+++ EXCERPT TO READ

It is hard to find out what goes on inside of SpaceX, but I did get to see a video of Elon Musk conducting a discussion with technical staff about a particular technical problem. What struck me was that he walked around the room asking questions: How can we solve that? Will that work? Why or why not?
It reminded me of a Socratic process, whereby the best idea wins. It was intellectual. It was goal driven. It was ego-less.
This might be surprising because there are reports of Musk being volatile. For example, when Tesla was struggling to produce the Model 3, Musk reportedly spent a month at the factory, sleeping and eating there. There are anecdotes, reported in Wired, of Musk shouting at someone and firing them on the spot. That sounded like fear based leadership to me — not inspiring leadership.
People can behave differently in different situations however. I once asked Richard Barrett, author of multiple books on leadership, why it seems that organizations such as Apple, who have leaders such as Steve Jobs with notoriously toxic behavior, seem to be able to thrive. Barrett’s response was that he thinks that those leaders have other qualities that cause the organization to thrive, and that people put up with the toxic behavior because they want to be part of something great.
So, according to Barrett, those organizations that have toxic leaders but succeed anyway do not succeed because of the toxic leadership, but in spite of it, and only when the leader has some other abilities that are more important.
In any case, what Musk seems to be able to do — what I witnessed in the video — was get a group of experts to talk through a complex issue. For a company that is building leading edge things, that is an immensely valuable skill — perhaps the most valuable.
Chief Product Owner
Elon Musk is the CEO of SpaceX, but SpaceX’s description of Musk says that he “oversees the development and manufacturing of advanced rockets and spacecraft for missions to and beyond Earth orbit.”
An important person in the company is Gwynne Shotwell. As president and COO, she runs the company, but she is also very involved with customer relationships — specifically NASA and satellite customers. She is arguably the chief product owner for those customers. But for the company’s long term vision, Musk is the product owner. The vision to go to Mars is his.
Musk describes himself as the chief rocket engineer. He is not a CEO who spends all his time looking at financial projections and market performance numbers. Instead, he is focused on the products and the company’s mission. He claims to spend 80% of his time “doing engineering”.
Yet SpaceX was co-founded with Tom Mueller, a rocket engineer then working for TRW. Musk could have handed off the design of SpaceX’s rockets to Mueller, who was an expert, but instead Musk learned all he could from Mueller. Mueller led the design of SpaceX’s Merlin rocket engine — the engine that powers all of their current vehicles — and also led the design of the Draco thrusters used by the Dragon capsule’s crew escape system. But rather than leaving all that to Mueller, Musk stayed deeply involved with all of the decisions about their product technology, to the point where today he considers himself to be a “rocket engineer” and his actual title is “CEO and chief designer”.
One could not ask for a better Agile Product Owner. Musk has defined the vision for SpaceX — to “make humans a spacefaring species” — but he takes responsibility for the product — at all levels. He does not treat technical issues as outside of his purview. Everything about the product and how it is designed, tested, and produced is of interest to him. He has experts to turn to, but he wants to know everything he can about what the product does, and how it will work, and the entire ecosystem that produces the product, because all of that affects the mission — and the ability to attain his vision.

++++++
+++ INFORMATION PROVIDED

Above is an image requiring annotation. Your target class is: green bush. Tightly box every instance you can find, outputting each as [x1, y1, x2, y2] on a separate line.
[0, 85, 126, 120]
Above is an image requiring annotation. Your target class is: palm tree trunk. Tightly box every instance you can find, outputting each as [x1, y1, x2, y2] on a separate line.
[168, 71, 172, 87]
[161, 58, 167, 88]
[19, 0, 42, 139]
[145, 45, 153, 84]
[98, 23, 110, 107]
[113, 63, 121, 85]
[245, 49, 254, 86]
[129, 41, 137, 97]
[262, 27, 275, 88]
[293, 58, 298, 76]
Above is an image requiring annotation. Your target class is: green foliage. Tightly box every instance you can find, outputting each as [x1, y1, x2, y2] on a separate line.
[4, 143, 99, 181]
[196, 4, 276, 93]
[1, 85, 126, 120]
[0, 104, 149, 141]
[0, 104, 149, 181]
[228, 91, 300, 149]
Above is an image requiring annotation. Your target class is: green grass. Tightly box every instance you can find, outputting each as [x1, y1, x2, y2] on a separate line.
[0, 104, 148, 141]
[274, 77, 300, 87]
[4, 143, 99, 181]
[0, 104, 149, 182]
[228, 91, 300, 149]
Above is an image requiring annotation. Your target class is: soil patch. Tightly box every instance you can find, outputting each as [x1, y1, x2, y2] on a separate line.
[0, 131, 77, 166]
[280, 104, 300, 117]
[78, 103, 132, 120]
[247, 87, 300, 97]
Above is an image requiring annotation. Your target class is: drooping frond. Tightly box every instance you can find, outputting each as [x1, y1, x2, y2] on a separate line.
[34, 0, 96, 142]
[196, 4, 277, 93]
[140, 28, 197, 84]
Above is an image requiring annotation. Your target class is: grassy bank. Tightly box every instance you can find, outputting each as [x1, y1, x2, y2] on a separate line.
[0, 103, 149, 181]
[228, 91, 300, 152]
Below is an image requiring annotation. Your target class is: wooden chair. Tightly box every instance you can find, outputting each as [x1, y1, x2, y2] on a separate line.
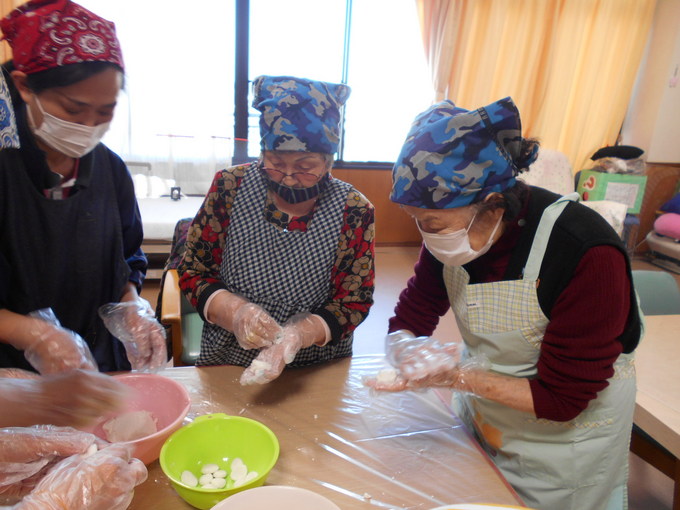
[160, 269, 203, 367]
[156, 218, 203, 366]
[630, 270, 680, 510]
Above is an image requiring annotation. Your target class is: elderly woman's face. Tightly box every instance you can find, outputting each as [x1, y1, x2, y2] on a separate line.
[403, 201, 504, 250]
[262, 151, 330, 188]
[20, 68, 123, 126]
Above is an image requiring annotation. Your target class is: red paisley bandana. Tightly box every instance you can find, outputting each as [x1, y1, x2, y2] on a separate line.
[0, 0, 123, 74]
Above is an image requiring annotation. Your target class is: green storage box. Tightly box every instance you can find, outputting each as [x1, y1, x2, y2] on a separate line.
[576, 170, 647, 214]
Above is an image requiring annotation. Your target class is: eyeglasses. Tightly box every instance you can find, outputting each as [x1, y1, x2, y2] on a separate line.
[260, 163, 323, 185]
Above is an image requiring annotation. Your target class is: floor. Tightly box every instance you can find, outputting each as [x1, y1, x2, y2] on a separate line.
[143, 247, 680, 510]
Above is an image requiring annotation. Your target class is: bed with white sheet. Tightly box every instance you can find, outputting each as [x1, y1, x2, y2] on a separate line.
[137, 195, 204, 279]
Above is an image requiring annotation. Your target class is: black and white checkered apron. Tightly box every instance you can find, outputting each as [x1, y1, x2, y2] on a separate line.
[197, 166, 352, 366]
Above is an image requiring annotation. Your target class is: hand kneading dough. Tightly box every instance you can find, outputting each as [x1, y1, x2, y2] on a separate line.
[102, 411, 158, 443]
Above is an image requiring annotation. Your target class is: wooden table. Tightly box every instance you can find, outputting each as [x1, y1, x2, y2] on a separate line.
[631, 315, 680, 510]
[130, 356, 522, 510]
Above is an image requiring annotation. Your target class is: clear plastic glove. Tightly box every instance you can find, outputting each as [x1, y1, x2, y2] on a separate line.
[241, 313, 326, 386]
[0, 370, 129, 427]
[230, 294, 281, 350]
[364, 331, 472, 391]
[99, 297, 168, 372]
[14, 444, 147, 510]
[0, 425, 96, 497]
[24, 308, 97, 374]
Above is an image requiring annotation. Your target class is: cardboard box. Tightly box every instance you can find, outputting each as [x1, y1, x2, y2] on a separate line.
[576, 170, 647, 214]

++++++

**YOUR OBJECTIVE**
Please copy the passage on Musk's leadership, starting at "This might be" and ending at "of something great.", and switch "Model 3" to "Model Y".

**EXPECTED ANSWER**
This might be surprising because there are reports of Musk being volatile. For example, when Tesla was struggling to produce the Model Y, Musk reportedly spent a month at the factory, sleeping and eating there. There are anecdotes, reported in Wired, of Musk shouting at someone and firing them on the spot. That sounded like fear based leadership to me — not inspiring leadership.
People can behave differently in different situations however. I once asked Richard Barrett, author of multiple books on leadership, why it seems that organizations such as Apple, who have leaders such as Steve Jobs with notoriously toxic behavior, seem to be able to thrive. Barrett’s response was that he thinks that those leaders have other qualities that cause the organization to thrive, and that people put up with the toxic behavior because they want to be part of something great.